### RECORDS FOR THE TASK

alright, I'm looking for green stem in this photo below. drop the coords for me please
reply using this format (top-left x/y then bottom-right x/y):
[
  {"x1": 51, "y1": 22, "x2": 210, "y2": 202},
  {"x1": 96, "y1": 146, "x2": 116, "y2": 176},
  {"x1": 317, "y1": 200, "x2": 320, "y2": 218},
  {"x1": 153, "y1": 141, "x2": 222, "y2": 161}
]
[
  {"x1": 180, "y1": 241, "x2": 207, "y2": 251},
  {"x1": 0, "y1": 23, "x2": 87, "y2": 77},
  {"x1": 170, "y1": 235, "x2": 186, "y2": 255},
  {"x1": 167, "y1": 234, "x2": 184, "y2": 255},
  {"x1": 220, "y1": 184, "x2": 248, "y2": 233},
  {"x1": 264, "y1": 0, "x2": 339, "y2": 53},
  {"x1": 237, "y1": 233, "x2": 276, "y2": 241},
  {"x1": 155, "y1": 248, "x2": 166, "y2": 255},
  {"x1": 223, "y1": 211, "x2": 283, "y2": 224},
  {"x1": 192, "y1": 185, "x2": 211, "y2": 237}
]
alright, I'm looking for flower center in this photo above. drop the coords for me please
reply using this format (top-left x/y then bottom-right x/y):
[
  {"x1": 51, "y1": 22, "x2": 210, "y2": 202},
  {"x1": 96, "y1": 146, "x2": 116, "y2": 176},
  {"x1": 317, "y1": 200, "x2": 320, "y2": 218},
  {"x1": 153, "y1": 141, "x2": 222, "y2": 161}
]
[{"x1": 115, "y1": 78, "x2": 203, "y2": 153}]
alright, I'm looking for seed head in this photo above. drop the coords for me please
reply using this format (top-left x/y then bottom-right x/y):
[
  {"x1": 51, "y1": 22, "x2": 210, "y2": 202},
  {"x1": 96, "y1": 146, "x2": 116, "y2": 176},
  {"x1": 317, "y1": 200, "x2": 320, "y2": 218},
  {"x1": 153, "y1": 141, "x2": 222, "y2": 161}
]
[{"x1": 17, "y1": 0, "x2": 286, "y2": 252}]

######

For this task, print the records again exactly as they appear.

### EXERCISE ANSWER
alright, I'm looking for green stem in this photo below. drop the coords for me please
reply using this format (top-left x/y then bottom-right x/y):
[
  {"x1": 51, "y1": 22, "x2": 210, "y2": 202},
  {"x1": 96, "y1": 146, "x2": 116, "y2": 176},
  {"x1": 317, "y1": 200, "x2": 320, "y2": 218},
  {"x1": 153, "y1": 141, "x2": 222, "y2": 161}
]
[
  {"x1": 180, "y1": 241, "x2": 207, "y2": 251},
  {"x1": 0, "y1": 23, "x2": 87, "y2": 77},
  {"x1": 170, "y1": 235, "x2": 186, "y2": 255},
  {"x1": 167, "y1": 234, "x2": 184, "y2": 255},
  {"x1": 220, "y1": 184, "x2": 248, "y2": 233},
  {"x1": 264, "y1": 0, "x2": 339, "y2": 53},
  {"x1": 237, "y1": 233, "x2": 276, "y2": 241},
  {"x1": 155, "y1": 248, "x2": 166, "y2": 255},
  {"x1": 223, "y1": 211, "x2": 283, "y2": 224},
  {"x1": 192, "y1": 185, "x2": 211, "y2": 237}
]
alright, I'm looking for flower center in this photo above. drop the coords for me please
reply using this format (top-left x/y then bottom-right x/y):
[
  {"x1": 51, "y1": 22, "x2": 210, "y2": 202},
  {"x1": 96, "y1": 146, "x2": 116, "y2": 176},
  {"x1": 317, "y1": 200, "x2": 320, "y2": 218},
  {"x1": 153, "y1": 141, "x2": 222, "y2": 161}
]
[{"x1": 115, "y1": 78, "x2": 203, "y2": 153}]
alright, I'm looking for seed head in this photo above. drop the coords for me please
reply using this format (top-left x/y then bottom-right x/y):
[
  {"x1": 51, "y1": 22, "x2": 210, "y2": 202},
  {"x1": 96, "y1": 146, "x2": 116, "y2": 176},
  {"x1": 317, "y1": 200, "x2": 320, "y2": 218},
  {"x1": 153, "y1": 141, "x2": 222, "y2": 161}
]
[{"x1": 17, "y1": 0, "x2": 286, "y2": 252}]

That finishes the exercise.